**LISTE DES EXERCICES**:
1: Selon l'extrait du texte, quelle somme Mme A... demande-t-elle de mettre à la charge de l'État ?
2: Relevez toutes les dates mentionnées dans l'extrait du texte.
3: Citez l'extrait du texte en reproduisant tout ce qui va de "1°) d'annuler ce" jusqu'à "de justice administrative.".

Procédure contentieuse antérieure :

Mme C... A... a demandé au tribunal administratif de Nantes d'annuler la décision du 14 avril 2020 par laquelle le ministre de l'intérieur a rejeté sa demande de naturalisation, ainsi que la décision du 8 juillet 2020 rejetant son recours gracieux.

Par un jugement n° 2008969 du 9 février 2023, le tribunal administratif de Nantes a rejeté sa demande.

Procédure devant la cour :

Par une requête et des mémoires, enregistrés les 6 avril, 9 juin et 21 septembre 2023, Mme A..., représentée par Me Krzisch, demande à la cour :

1°) d'annuler ce jugement du tribunal administratif de Nantes ;

2°) d'annuler la décision du 14 avril 2020 du ministre de l'intérieur, ainsi que la décision du 8 juillet 2020 rejetant son recours gracieux ;

3°) de mettre à la charge de l'État le versement de la somme de 2 000 euros au titre de l'article L. 761-1 du code de justice administrative.

**ENREGISTREMENTS FOURNIS**:
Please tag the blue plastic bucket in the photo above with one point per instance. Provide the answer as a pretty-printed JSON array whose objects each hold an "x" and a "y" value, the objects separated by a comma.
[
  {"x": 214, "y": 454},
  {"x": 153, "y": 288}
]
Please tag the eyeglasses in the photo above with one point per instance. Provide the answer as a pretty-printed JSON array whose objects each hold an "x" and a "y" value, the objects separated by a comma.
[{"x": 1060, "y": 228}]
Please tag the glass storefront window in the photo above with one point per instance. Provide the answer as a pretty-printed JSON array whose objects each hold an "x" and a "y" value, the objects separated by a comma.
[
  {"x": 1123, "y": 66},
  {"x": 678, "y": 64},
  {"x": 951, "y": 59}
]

**RÉPONSES PAR EXERCICE**:
1: 2 000 euros, au titre de l'article L. 761-1 du code de justice administrative.

2:
- 14 avril 2020
- 8 juillet 2020
- 9 février 2023
- 6 avril 2023
- 9 juin 2023
- 21 septembre 2023

3:
1°) d'annuler ce jugement du tribunal administratif de Nantes ;

2°) d'annuler la décision du 14 avril 2020 du ministre de l'intérieur, ainsi que la décision du 8 juillet 2020 rejetant son recours gracieux ;

3°) de mettre à la charge de l'État le versement de la somme de 2 000 euros au titre de l'article L. 761-1 du code de justice administrative.